Exercise passage below:

If the event leading to mosaicism occurs during development, it is possible that both somatic and germ line cells will become mosaic. In this case, both somatic and germ line tissue populations would be affected, and an individual could transmit the mosaic genotype to his or her offspring. Conversely, if the triggering event occurs later in life, it could affect either a germ line or a somatic cell population. If the mosaicism occurs only in a somatic cell population, the phenotypic effect will depend on the extent of the mosaic cell population; however, there would be no risk of passing on the mosaic genotype to offspring. On the other hand, if the mosaicism occurs only in a germ line cell population, the individual would be unaffected, but his or her offspring could be affected.

End of Exercise passage.

Action item A:
For each statement, answer yes or no according to the passage on mosaicism, and quote the words that decide it.
(i) Mosaicism arising during development can involve both somatic and germ line cells.
(ii) Mosaicism confined to a somatic cell population carries a risk of passing the mosaic genotype to offspring.
(iii) An individual whose mosaicism occurs only in a germ line cell population is affected.
Action item B:
Answer these questions from the passage on mosaicism.
(i) If the triggering event occurs later in life, which cell populations could it affect?
(ii) When mosaicism occurs only in a somatic cell population, what does the phenotypic effect depend on?
(iii) When mosaicism occurs only in a germ line cell population, who could be affected?
The items that follow have no connection to the passage on mosaicism.

Given information below:

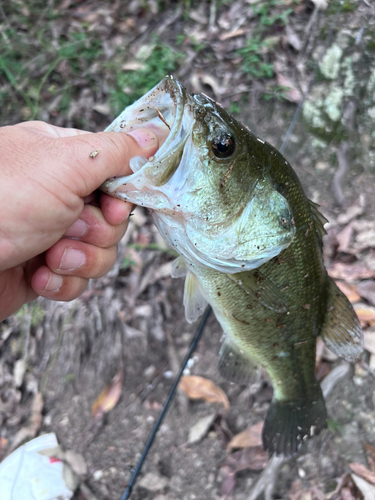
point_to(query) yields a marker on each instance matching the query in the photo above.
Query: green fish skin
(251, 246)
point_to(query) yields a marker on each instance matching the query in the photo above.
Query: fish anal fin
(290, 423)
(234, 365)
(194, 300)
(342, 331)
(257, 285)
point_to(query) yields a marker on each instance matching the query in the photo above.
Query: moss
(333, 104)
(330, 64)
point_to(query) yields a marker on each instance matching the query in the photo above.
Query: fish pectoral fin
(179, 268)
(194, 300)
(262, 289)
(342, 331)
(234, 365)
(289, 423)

End of Given information.
Given information below:

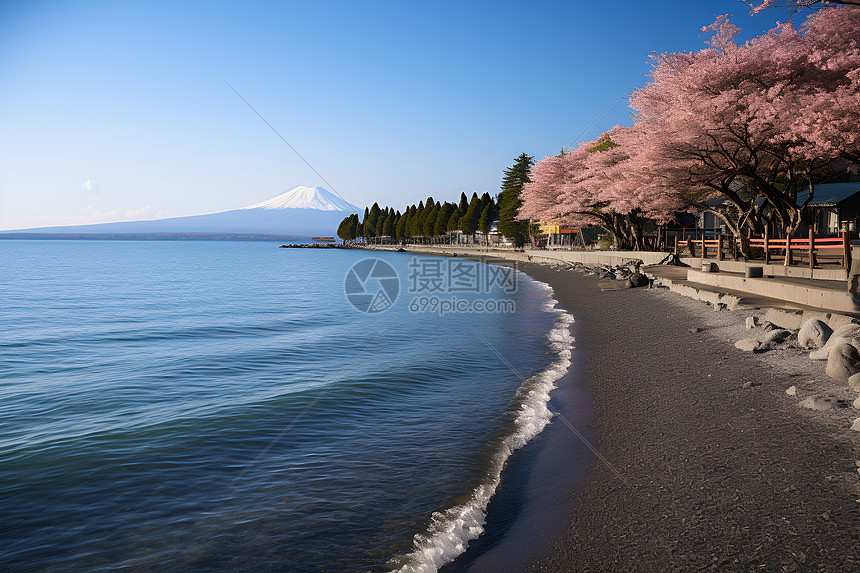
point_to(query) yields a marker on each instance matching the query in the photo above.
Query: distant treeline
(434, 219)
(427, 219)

End of Given information.

Final answer A:
(i) Yes: "it is possible that both somatic and germ line cells will become mosaic"
(ii) No: "there would be no risk of passing on the mosaic genotype to offspring"
(iii) No: "the individual would be unaffected"

Final answer B:
(i) Either a germ line or a somatic cell population.
(ii) The extent of the mosaic cell population.
(iii) The individual's offspring.